§ **BRIEF**
In the entries below, return only the line containing "Can you find the second" and those after it, exactly, through the last line.

Saved entries
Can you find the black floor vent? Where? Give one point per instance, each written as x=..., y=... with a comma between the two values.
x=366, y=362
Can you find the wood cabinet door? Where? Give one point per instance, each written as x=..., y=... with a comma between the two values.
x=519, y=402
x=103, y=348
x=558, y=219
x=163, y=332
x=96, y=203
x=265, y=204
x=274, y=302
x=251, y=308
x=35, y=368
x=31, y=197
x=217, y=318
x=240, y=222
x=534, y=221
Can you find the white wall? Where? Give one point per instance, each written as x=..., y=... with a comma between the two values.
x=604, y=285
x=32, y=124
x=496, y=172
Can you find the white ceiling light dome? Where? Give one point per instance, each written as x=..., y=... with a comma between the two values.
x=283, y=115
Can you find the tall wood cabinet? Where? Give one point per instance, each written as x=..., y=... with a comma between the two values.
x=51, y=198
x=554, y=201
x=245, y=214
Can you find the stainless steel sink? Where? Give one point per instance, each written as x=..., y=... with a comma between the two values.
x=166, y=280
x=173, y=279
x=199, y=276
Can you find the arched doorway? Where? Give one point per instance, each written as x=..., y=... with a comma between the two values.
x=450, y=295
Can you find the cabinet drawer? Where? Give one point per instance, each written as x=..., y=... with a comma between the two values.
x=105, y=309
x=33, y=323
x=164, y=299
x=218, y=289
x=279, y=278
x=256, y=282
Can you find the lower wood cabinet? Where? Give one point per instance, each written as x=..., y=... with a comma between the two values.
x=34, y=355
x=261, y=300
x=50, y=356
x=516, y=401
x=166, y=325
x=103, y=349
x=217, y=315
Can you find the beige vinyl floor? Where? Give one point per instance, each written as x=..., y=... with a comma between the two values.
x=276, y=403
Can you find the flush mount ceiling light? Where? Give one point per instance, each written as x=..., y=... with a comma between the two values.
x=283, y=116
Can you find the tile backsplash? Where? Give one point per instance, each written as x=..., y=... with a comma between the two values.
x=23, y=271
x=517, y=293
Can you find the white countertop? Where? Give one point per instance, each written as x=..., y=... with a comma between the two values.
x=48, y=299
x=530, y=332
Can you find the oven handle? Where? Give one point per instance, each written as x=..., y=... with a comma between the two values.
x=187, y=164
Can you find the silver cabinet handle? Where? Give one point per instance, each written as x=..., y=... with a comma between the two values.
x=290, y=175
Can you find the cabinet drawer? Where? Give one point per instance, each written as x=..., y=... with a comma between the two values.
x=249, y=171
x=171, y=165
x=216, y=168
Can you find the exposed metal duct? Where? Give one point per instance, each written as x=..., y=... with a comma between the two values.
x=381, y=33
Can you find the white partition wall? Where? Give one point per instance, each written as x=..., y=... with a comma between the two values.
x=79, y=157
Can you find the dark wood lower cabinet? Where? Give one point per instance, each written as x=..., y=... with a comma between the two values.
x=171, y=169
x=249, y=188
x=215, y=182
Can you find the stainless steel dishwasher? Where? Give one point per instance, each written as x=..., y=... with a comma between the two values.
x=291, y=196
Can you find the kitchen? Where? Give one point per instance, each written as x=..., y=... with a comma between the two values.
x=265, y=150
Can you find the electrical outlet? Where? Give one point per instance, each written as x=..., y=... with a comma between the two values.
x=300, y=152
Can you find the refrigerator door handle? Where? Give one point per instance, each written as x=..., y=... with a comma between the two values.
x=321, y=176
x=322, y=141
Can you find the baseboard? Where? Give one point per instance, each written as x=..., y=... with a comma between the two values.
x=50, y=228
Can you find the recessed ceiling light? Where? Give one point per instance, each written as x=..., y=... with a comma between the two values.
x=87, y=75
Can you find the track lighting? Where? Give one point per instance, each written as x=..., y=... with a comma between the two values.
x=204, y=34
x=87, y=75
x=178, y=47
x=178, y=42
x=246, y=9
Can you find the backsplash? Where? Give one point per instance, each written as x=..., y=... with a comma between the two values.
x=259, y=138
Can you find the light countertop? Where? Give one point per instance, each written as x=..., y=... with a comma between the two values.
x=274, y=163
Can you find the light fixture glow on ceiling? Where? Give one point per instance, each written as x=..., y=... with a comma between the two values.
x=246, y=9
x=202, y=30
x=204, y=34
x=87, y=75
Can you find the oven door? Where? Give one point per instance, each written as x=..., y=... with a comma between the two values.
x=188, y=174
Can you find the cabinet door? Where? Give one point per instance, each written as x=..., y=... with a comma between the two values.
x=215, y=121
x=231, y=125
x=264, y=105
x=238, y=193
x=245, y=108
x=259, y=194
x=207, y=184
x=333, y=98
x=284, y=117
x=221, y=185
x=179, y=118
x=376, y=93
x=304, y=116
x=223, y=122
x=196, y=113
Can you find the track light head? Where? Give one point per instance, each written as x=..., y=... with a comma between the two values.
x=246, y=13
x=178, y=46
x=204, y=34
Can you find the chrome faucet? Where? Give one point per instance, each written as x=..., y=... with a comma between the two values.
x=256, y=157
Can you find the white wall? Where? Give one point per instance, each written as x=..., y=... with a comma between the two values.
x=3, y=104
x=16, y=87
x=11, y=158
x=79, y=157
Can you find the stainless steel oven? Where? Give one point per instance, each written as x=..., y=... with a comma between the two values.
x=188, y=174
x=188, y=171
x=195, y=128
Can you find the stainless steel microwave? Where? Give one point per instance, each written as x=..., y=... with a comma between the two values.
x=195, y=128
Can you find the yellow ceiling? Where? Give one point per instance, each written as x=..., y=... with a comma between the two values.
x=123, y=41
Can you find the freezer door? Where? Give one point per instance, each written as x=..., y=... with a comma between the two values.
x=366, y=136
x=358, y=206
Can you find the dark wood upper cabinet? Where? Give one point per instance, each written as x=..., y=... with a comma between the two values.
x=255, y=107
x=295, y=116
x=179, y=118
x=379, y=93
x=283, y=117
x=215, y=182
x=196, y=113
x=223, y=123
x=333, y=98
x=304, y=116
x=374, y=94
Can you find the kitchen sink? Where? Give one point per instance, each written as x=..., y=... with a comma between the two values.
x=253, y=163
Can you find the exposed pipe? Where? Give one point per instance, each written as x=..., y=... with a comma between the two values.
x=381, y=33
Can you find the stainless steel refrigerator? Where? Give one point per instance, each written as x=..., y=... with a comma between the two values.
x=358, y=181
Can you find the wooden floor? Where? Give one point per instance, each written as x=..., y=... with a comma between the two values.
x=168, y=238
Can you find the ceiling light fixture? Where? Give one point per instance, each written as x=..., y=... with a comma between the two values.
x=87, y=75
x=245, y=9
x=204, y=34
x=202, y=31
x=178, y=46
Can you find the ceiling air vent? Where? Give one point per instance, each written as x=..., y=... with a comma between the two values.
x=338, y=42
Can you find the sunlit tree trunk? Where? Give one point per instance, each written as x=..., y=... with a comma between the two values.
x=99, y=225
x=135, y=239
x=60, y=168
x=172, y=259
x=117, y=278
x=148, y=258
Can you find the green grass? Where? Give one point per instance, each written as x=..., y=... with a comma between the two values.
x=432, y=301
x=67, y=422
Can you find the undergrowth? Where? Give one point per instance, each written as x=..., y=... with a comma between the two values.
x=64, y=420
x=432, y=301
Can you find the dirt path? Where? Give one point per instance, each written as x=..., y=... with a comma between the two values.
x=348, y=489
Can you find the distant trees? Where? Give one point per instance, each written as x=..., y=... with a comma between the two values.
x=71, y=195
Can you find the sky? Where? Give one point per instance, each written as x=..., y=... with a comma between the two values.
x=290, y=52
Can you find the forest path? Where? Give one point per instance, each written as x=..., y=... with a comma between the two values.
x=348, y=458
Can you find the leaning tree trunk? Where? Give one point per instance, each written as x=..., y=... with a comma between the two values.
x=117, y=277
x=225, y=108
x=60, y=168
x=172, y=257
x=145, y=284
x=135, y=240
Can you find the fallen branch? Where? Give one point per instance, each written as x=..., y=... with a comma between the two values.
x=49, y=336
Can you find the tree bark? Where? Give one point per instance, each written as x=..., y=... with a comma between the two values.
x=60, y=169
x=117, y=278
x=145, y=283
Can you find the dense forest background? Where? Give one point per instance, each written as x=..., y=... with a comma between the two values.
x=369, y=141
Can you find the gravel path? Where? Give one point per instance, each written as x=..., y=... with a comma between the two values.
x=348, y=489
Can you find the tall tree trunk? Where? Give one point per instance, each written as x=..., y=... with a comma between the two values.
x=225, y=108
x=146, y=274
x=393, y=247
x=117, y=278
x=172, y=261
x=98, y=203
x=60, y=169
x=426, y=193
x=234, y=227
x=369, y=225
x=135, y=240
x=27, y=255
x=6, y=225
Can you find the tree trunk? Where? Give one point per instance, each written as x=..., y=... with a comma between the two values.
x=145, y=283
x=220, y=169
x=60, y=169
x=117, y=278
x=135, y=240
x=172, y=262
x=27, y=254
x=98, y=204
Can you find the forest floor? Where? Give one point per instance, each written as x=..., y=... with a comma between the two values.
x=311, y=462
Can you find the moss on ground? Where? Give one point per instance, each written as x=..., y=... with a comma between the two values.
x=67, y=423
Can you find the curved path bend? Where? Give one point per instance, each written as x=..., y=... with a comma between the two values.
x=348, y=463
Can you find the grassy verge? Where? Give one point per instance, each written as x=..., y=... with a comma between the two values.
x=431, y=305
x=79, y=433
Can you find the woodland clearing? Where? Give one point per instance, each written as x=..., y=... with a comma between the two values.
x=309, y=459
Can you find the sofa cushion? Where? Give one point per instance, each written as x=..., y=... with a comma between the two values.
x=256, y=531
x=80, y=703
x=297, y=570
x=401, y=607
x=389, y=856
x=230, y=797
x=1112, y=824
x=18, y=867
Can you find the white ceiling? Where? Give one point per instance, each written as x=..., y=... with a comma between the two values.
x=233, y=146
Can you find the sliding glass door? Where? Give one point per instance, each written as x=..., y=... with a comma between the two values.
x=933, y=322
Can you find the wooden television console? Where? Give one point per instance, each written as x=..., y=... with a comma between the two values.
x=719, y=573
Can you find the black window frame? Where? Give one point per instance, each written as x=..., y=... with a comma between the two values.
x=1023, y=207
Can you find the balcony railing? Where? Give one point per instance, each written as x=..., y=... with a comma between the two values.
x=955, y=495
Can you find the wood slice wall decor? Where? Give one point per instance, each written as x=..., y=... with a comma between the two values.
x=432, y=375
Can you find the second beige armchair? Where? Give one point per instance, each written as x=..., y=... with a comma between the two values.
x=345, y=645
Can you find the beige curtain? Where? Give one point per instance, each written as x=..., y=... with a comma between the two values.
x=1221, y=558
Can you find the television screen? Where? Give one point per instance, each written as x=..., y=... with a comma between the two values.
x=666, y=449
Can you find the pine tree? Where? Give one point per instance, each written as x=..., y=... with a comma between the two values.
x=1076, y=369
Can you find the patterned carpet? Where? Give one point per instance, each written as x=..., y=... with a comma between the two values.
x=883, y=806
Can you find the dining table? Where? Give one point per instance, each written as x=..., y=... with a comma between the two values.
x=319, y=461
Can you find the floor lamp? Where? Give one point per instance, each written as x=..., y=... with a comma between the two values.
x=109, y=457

§ **EXERCISE ANSWER**
Can you find the second beige armchair? Where? Give one point per instance, each written as x=..., y=... with a comma between the two values.
x=345, y=645
Can you find the beige curtain? Where? Give one point per instance, each written as x=..., y=... with a comma between the two values.
x=1221, y=558
Can you find the television screen? Where? Give one point per instance, each written as x=..., y=... with a comma between the two values.
x=666, y=449
Can you find the pine tree? Where? Give one point per instance, each written as x=..., y=... with a comma between the two values.
x=1076, y=369
Can you find the patterned carpet? Where? Give one point per instance, each written as x=..., y=... with a comma between the two values.
x=883, y=806
Can you find the dining table? Where? Give one point per instance, each written as x=..., y=... with a comma between the two values.
x=319, y=461
Can you find the floor lamp? Where? Give one point per instance, each written as x=..., y=... with a comma between the two values.
x=109, y=457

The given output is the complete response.